Locate the line that contains "For the crop-survey". Retype it and every line after it to the end of the records, exactly, but not the pictures.

◆ Dataset content:
- - - - -
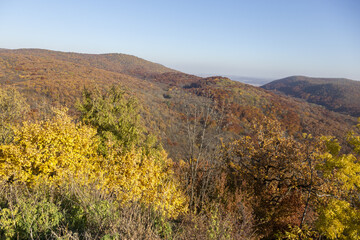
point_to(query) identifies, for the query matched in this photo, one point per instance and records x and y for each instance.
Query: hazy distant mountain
(50, 78)
(337, 94)
(248, 80)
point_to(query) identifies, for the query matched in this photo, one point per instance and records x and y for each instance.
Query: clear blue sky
(258, 38)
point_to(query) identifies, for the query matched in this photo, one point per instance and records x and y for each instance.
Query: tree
(277, 171)
(114, 114)
(339, 202)
(58, 152)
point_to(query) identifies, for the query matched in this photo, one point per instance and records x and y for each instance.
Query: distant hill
(337, 94)
(51, 78)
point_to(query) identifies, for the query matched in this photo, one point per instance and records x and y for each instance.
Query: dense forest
(112, 146)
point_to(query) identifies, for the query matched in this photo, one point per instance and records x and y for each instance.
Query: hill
(337, 94)
(171, 100)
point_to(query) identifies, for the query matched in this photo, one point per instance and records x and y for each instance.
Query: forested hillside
(111, 146)
(336, 94)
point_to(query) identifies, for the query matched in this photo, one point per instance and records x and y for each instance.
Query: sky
(254, 38)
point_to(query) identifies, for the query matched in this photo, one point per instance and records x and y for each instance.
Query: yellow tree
(59, 151)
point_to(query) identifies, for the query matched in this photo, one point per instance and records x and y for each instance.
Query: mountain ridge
(336, 94)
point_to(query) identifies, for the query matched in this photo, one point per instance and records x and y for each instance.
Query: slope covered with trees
(166, 155)
(337, 94)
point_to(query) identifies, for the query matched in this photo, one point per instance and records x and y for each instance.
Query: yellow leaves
(48, 151)
(337, 218)
(58, 151)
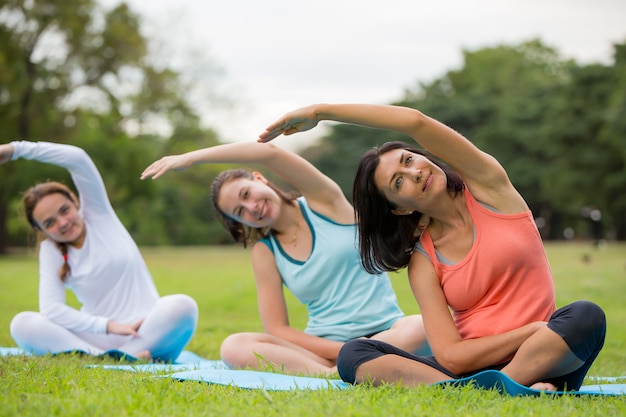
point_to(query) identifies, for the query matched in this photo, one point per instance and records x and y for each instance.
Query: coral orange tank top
(505, 280)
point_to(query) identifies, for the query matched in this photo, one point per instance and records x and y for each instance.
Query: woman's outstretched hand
(167, 163)
(6, 153)
(299, 120)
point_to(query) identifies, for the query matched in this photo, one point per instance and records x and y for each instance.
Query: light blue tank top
(343, 301)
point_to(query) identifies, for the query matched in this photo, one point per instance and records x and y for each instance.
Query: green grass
(220, 279)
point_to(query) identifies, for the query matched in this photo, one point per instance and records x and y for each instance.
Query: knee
(182, 306)
(25, 325)
(237, 349)
(23, 321)
(351, 355)
(591, 318)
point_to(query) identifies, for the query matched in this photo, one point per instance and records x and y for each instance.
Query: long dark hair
(386, 240)
(239, 231)
(31, 198)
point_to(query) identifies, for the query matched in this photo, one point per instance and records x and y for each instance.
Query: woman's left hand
(299, 120)
(124, 329)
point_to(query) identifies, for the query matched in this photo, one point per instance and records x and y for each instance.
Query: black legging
(582, 325)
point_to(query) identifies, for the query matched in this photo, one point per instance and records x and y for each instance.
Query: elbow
(416, 121)
(455, 363)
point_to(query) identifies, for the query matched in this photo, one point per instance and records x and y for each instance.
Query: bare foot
(543, 386)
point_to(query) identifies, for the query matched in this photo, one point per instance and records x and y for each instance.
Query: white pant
(165, 332)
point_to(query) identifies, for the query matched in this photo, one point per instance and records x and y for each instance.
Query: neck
(78, 243)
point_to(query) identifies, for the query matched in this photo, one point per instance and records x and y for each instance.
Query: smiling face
(408, 180)
(250, 201)
(57, 217)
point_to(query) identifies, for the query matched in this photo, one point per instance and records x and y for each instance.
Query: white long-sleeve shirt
(108, 274)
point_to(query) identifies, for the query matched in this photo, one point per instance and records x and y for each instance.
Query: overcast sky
(277, 55)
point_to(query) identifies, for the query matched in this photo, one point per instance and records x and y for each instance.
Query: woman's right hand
(124, 329)
(167, 163)
(6, 152)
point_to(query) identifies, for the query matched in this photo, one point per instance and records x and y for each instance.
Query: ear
(401, 212)
(74, 199)
(258, 176)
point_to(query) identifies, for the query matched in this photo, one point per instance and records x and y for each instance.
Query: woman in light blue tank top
(307, 244)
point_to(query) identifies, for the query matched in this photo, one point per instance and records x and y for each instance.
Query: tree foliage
(556, 126)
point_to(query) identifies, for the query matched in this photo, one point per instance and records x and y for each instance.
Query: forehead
(49, 205)
(387, 166)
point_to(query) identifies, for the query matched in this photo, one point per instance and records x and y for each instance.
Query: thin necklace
(294, 239)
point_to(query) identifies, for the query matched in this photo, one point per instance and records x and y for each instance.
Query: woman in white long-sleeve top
(86, 248)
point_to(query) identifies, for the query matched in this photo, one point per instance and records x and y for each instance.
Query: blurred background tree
(557, 127)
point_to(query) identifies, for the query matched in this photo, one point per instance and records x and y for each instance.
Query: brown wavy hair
(240, 232)
(31, 198)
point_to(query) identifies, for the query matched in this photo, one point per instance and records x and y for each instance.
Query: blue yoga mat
(269, 381)
(505, 385)
(191, 367)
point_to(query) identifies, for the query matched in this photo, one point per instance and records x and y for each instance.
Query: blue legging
(582, 325)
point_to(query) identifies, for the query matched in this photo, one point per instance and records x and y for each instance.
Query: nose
(251, 207)
(416, 174)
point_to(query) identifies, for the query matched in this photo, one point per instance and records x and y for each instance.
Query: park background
(88, 73)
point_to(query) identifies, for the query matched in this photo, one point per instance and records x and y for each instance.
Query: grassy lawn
(220, 279)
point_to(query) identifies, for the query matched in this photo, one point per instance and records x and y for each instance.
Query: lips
(427, 182)
(263, 211)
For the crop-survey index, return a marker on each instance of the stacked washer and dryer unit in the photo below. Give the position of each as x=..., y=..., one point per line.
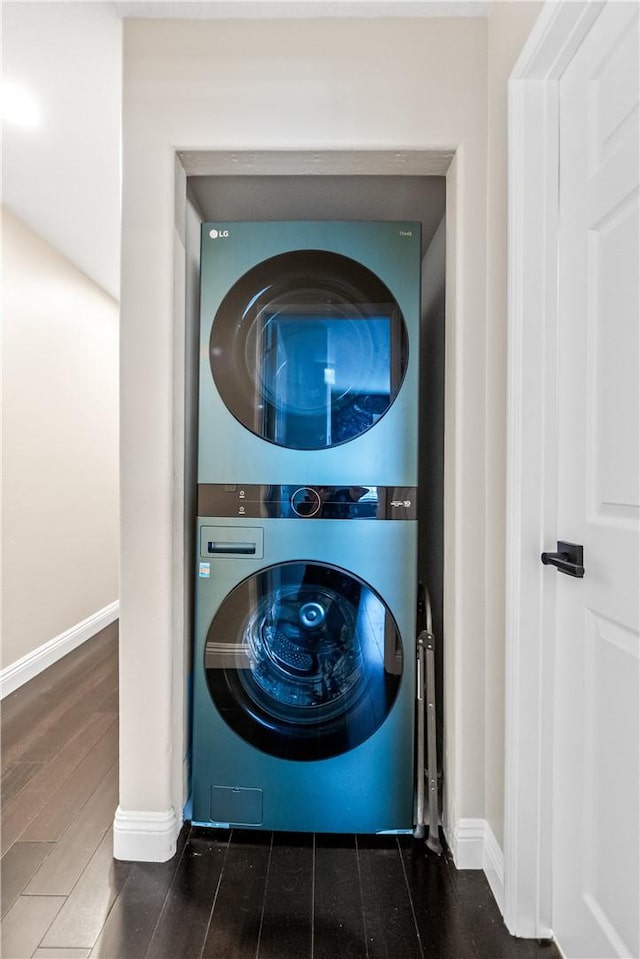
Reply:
x=305, y=596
- - - - -
◆ Task output:
For the crop-survey index, return a marker on each instance of the stacked washer and dryer unit in the photo below. Give the position of each as x=..., y=..., one point per line.
Reply:
x=305, y=596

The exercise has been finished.